-- start of PROVIDED DATA --

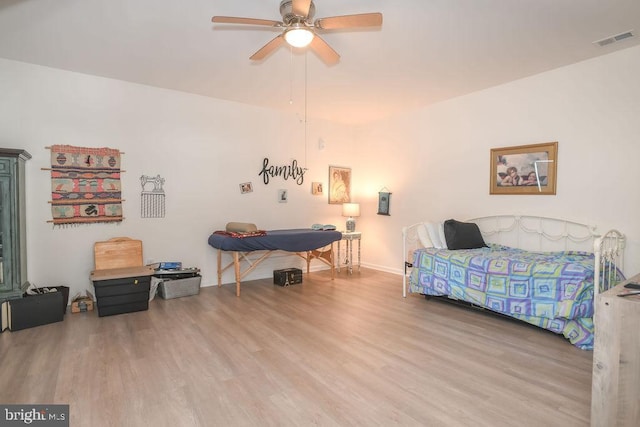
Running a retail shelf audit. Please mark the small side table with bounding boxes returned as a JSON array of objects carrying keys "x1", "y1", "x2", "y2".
[{"x1": 338, "y1": 231, "x2": 362, "y2": 274}]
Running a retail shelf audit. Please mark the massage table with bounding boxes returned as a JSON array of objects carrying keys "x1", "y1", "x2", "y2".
[{"x1": 209, "y1": 228, "x2": 342, "y2": 296}]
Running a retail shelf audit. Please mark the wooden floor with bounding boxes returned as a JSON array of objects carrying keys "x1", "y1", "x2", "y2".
[{"x1": 0, "y1": 268, "x2": 592, "y2": 427}]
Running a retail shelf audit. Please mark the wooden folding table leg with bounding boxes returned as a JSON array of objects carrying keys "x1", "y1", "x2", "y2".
[
  {"x1": 218, "y1": 249, "x2": 222, "y2": 286},
  {"x1": 233, "y1": 252, "x2": 240, "y2": 297}
]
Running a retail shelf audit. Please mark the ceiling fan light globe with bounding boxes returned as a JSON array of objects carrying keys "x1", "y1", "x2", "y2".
[{"x1": 284, "y1": 28, "x2": 313, "y2": 47}]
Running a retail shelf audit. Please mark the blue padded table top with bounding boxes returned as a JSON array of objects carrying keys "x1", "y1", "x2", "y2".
[{"x1": 209, "y1": 228, "x2": 342, "y2": 252}]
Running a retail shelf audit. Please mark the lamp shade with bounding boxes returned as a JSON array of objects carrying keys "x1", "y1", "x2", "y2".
[
  {"x1": 342, "y1": 203, "x2": 360, "y2": 217},
  {"x1": 284, "y1": 27, "x2": 313, "y2": 47}
]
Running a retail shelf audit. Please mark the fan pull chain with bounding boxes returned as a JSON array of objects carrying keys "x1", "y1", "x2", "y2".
[
  {"x1": 304, "y1": 51, "x2": 309, "y2": 170},
  {"x1": 289, "y1": 46, "x2": 293, "y2": 105}
]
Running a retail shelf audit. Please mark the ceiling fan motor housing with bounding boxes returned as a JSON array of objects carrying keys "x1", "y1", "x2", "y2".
[{"x1": 280, "y1": 0, "x2": 316, "y2": 25}]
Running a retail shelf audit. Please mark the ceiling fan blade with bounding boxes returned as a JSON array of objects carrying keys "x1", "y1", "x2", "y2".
[
  {"x1": 249, "y1": 34, "x2": 284, "y2": 61},
  {"x1": 314, "y1": 13, "x2": 382, "y2": 30},
  {"x1": 291, "y1": 0, "x2": 311, "y2": 17},
  {"x1": 211, "y1": 16, "x2": 282, "y2": 27},
  {"x1": 309, "y1": 34, "x2": 340, "y2": 65}
]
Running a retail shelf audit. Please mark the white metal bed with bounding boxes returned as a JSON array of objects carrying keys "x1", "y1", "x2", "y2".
[
  {"x1": 402, "y1": 215, "x2": 626, "y2": 298},
  {"x1": 402, "y1": 215, "x2": 625, "y2": 350}
]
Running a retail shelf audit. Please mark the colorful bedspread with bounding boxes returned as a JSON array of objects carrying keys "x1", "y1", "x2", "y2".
[{"x1": 409, "y1": 245, "x2": 594, "y2": 350}]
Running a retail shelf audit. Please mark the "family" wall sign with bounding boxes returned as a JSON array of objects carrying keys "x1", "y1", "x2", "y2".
[{"x1": 258, "y1": 157, "x2": 307, "y2": 185}]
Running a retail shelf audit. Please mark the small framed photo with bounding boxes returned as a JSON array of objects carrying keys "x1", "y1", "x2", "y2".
[
  {"x1": 311, "y1": 182, "x2": 323, "y2": 196},
  {"x1": 378, "y1": 191, "x2": 391, "y2": 215},
  {"x1": 329, "y1": 166, "x2": 351, "y2": 205},
  {"x1": 489, "y1": 142, "x2": 558, "y2": 195},
  {"x1": 240, "y1": 182, "x2": 253, "y2": 194}
]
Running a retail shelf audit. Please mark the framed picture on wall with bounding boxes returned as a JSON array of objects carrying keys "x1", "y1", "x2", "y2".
[
  {"x1": 489, "y1": 142, "x2": 558, "y2": 195},
  {"x1": 329, "y1": 166, "x2": 351, "y2": 205},
  {"x1": 240, "y1": 182, "x2": 253, "y2": 194},
  {"x1": 311, "y1": 182, "x2": 323, "y2": 196}
]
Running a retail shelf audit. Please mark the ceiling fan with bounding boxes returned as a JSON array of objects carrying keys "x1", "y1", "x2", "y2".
[{"x1": 211, "y1": 0, "x2": 382, "y2": 65}]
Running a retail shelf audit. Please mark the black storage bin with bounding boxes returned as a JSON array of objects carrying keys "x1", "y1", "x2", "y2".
[
  {"x1": 273, "y1": 268, "x2": 302, "y2": 286},
  {"x1": 9, "y1": 291, "x2": 64, "y2": 331},
  {"x1": 93, "y1": 276, "x2": 151, "y2": 317}
]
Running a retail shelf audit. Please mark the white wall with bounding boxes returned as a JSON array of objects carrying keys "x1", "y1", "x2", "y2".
[
  {"x1": 0, "y1": 47, "x2": 640, "y2": 298},
  {"x1": 0, "y1": 59, "x2": 352, "y2": 293},
  {"x1": 356, "y1": 47, "x2": 640, "y2": 275}
]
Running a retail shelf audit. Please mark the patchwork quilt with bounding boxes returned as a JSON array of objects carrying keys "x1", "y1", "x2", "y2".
[{"x1": 409, "y1": 244, "x2": 594, "y2": 350}]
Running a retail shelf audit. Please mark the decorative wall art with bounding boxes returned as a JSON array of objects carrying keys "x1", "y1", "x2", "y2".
[
  {"x1": 140, "y1": 175, "x2": 165, "y2": 218},
  {"x1": 329, "y1": 166, "x2": 351, "y2": 205},
  {"x1": 311, "y1": 182, "x2": 323, "y2": 196},
  {"x1": 50, "y1": 145, "x2": 122, "y2": 225},
  {"x1": 489, "y1": 142, "x2": 558, "y2": 195},
  {"x1": 258, "y1": 157, "x2": 307, "y2": 185},
  {"x1": 240, "y1": 182, "x2": 253, "y2": 194},
  {"x1": 378, "y1": 187, "x2": 391, "y2": 215}
]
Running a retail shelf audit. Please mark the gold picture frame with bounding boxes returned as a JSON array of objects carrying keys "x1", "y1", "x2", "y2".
[
  {"x1": 329, "y1": 166, "x2": 351, "y2": 205},
  {"x1": 489, "y1": 142, "x2": 558, "y2": 195}
]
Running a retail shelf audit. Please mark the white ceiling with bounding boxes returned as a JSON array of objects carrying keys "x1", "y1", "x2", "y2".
[{"x1": 0, "y1": 0, "x2": 640, "y2": 123}]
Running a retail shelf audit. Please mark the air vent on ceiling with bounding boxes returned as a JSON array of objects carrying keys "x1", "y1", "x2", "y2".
[{"x1": 593, "y1": 30, "x2": 635, "y2": 46}]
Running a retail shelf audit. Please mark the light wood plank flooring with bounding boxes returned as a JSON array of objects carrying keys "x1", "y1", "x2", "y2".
[{"x1": 0, "y1": 268, "x2": 592, "y2": 427}]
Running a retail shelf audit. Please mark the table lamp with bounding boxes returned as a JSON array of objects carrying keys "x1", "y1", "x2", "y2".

-- end of PROVIDED DATA --

■ TASK TO CARRY OUT:
Update the source records by replacing each "retail shelf audit" with "furniture inventory" and changing nothing else. Leave the pictures out of the answer.

■ ANSWER BELOW:
Running a furniture inventory. Please mark the small side table with bounding boxes returned as a JSON array of objects carrying keys "x1", "y1", "x2", "y2".
[{"x1": 338, "y1": 231, "x2": 362, "y2": 274}]
Running a furniture inventory. Please mark the massage table with bounding boxes returned as a JSON array of objects carrying keys "x1", "y1", "x2", "y2".
[{"x1": 209, "y1": 228, "x2": 342, "y2": 296}]
Running a furniture inventory. Please mark the wooden floor with bounding boxes returned as a JSON array of objects carrying keys "x1", "y1", "x2", "y2".
[{"x1": 0, "y1": 268, "x2": 592, "y2": 427}]
Running a furniture inventory. Please mark the wooden folding table leg with bounding boxes returned as a JSON array of objects carrying keys "x1", "y1", "x2", "y2".
[
  {"x1": 218, "y1": 249, "x2": 222, "y2": 286},
  {"x1": 233, "y1": 252, "x2": 240, "y2": 297}
]
Running a furniture inventory. Please mark the ceiling fan light globe with bounding boxes returned as a JSON array of objects carrying keys "x1", "y1", "x2", "y2".
[{"x1": 284, "y1": 28, "x2": 313, "y2": 47}]
Running a furniture inventory. Please mark the blue padded table top with bounding boxes returned as a JSON array of objects carrying keys "x1", "y1", "x2", "y2".
[{"x1": 209, "y1": 228, "x2": 342, "y2": 252}]
Running a furniture inventory. Please mark the lamp shade with bounding boxes returned as a JSON array of objects carrying keys "x1", "y1", "x2", "y2".
[
  {"x1": 342, "y1": 203, "x2": 360, "y2": 217},
  {"x1": 284, "y1": 27, "x2": 313, "y2": 47}
]
Running a furniture inventory. Please mark the fan pull chain with bounding boxes returned as a JSON array of objects carrying keys "x1", "y1", "x2", "y2".
[
  {"x1": 304, "y1": 51, "x2": 309, "y2": 170},
  {"x1": 289, "y1": 46, "x2": 293, "y2": 105}
]
Running a furniture inventory. Please mark the ceiling fan motor housing with bounding boxes returned as a JSON array of objects carrying keys "x1", "y1", "x2", "y2".
[{"x1": 280, "y1": 0, "x2": 316, "y2": 25}]
Running a furniture inventory. Please mark the ceiling fan blade with bounding boxes returned as a JSON array of objects carrying keys "x1", "y1", "x2", "y2".
[
  {"x1": 249, "y1": 34, "x2": 284, "y2": 61},
  {"x1": 314, "y1": 13, "x2": 382, "y2": 30},
  {"x1": 291, "y1": 0, "x2": 311, "y2": 17},
  {"x1": 211, "y1": 16, "x2": 282, "y2": 27},
  {"x1": 309, "y1": 34, "x2": 340, "y2": 65}
]
Running a furniture inventory. Please mark the white metal bed with bounding boxes returned as a JSON array of objects carrying keys "x1", "y1", "x2", "y2".
[
  {"x1": 402, "y1": 215, "x2": 626, "y2": 298},
  {"x1": 402, "y1": 215, "x2": 625, "y2": 350}
]
Running a furniture inventory. Please mark the colorful bedspread with bounding boxes returned as a JSON array of objects carrying keys "x1", "y1", "x2", "y2".
[{"x1": 409, "y1": 245, "x2": 594, "y2": 350}]
Running a furniture inventory. Please mark the "family" wall sign with bounding boxes returned as a JSON array of objects carrying keys "x1", "y1", "x2", "y2".
[{"x1": 258, "y1": 157, "x2": 307, "y2": 185}]
Running a furniture inventory. Please mark the small framed photo with bounding boxes returned as a JSON array of objects carrying keys "x1", "y1", "x2", "y2".
[
  {"x1": 311, "y1": 182, "x2": 323, "y2": 196},
  {"x1": 378, "y1": 191, "x2": 391, "y2": 215},
  {"x1": 329, "y1": 166, "x2": 351, "y2": 205},
  {"x1": 489, "y1": 142, "x2": 558, "y2": 195},
  {"x1": 240, "y1": 182, "x2": 253, "y2": 194}
]
Running a furniture inventory. Please mark the framed picture on wall with bounding boxes returned as a JSON array of objects carrying keys "x1", "y1", "x2", "y2".
[
  {"x1": 489, "y1": 142, "x2": 558, "y2": 195},
  {"x1": 329, "y1": 166, "x2": 351, "y2": 205},
  {"x1": 240, "y1": 182, "x2": 253, "y2": 194},
  {"x1": 311, "y1": 182, "x2": 323, "y2": 196}
]
Running a furniture inventory. Please mark the ceiling fan with bounding boxes returned as a JSON array of objects carrying keys "x1", "y1", "x2", "y2".
[{"x1": 211, "y1": 0, "x2": 382, "y2": 65}]
Running a furniture inventory. Please mark the black storage bin with bounding boxes returned as a JSON array of objects carrying keys "x1", "y1", "x2", "y2".
[
  {"x1": 273, "y1": 268, "x2": 302, "y2": 286},
  {"x1": 9, "y1": 291, "x2": 64, "y2": 331},
  {"x1": 93, "y1": 276, "x2": 151, "y2": 317}
]
Running a furniture inventory. Please mark the white wall with bounding boxes returned as a JSON array of objects carrying keys "x1", "y1", "x2", "y2".
[
  {"x1": 0, "y1": 47, "x2": 640, "y2": 298},
  {"x1": 0, "y1": 59, "x2": 352, "y2": 293},
  {"x1": 356, "y1": 47, "x2": 640, "y2": 275}
]
Running a furniture inventory. Please mark the patchwork quilt with bounding boxes returned as a JSON array of objects carrying keys "x1", "y1", "x2", "y2".
[{"x1": 409, "y1": 244, "x2": 594, "y2": 350}]
Running a furniture inventory. Please mark the decorative wall art with bounding boxes returned as a JSON array of objects carrying keys "x1", "y1", "x2", "y2".
[
  {"x1": 140, "y1": 175, "x2": 165, "y2": 218},
  {"x1": 329, "y1": 166, "x2": 351, "y2": 205},
  {"x1": 311, "y1": 182, "x2": 323, "y2": 196},
  {"x1": 50, "y1": 145, "x2": 122, "y2": 225},
  {"x1": 489, "y1": 142, "x2": 558, "y2": 195},
  {"x1": 258, "y1": 157, "x2": 307, "y2": 185},
  {"x1": 240, "y1": 182, "x2": 253, "y2": 194},
  {"x1": 378, "y1": 187, "x2": 391, "y2": 215}
]
Running a furniture inventory. Please mark the gold picture frame with bounding boxes returned as a JSON array of objects carrying keys "x1", "y1", "x2", "y2".
[
  {"x1": 329, "y1": 166, "x2": 351, "y2": 205},
  {"x1": 489, "y1": 142, "x2": 558, "y2": 195}
]
Running a furniture inventory. Please mark the white ceiling with bounding boxes returned as a JSON array of objects carrying keys "x1", "y1", "x2", "y2".
[{"x1": 0, "y1": 0, "x2": 640, "y2": 123}]
Running a furniture inventory. Please mark the air vent on ceiling with bounding boxes returned as a JSON array of objects carrying keys "x1", "y1", "x2", "y2".
[{"x1": 593, "y1": 30, "x2": 635, "y2": 46}]
Running a furniture inventory. Please mark the light wood plank flooring with bounding boxes returned as a JSON array of objects carrying keys "x1", "y1", "x2", "y2".
[{"x1": 0, "y1": 268, "x2": 592, "y2": 427}]
Running a furniture inventory. Please mark the table lamp with bounding boxes returned as a JSON array of objects carrying keys "x1", "y1", "x2", "y2".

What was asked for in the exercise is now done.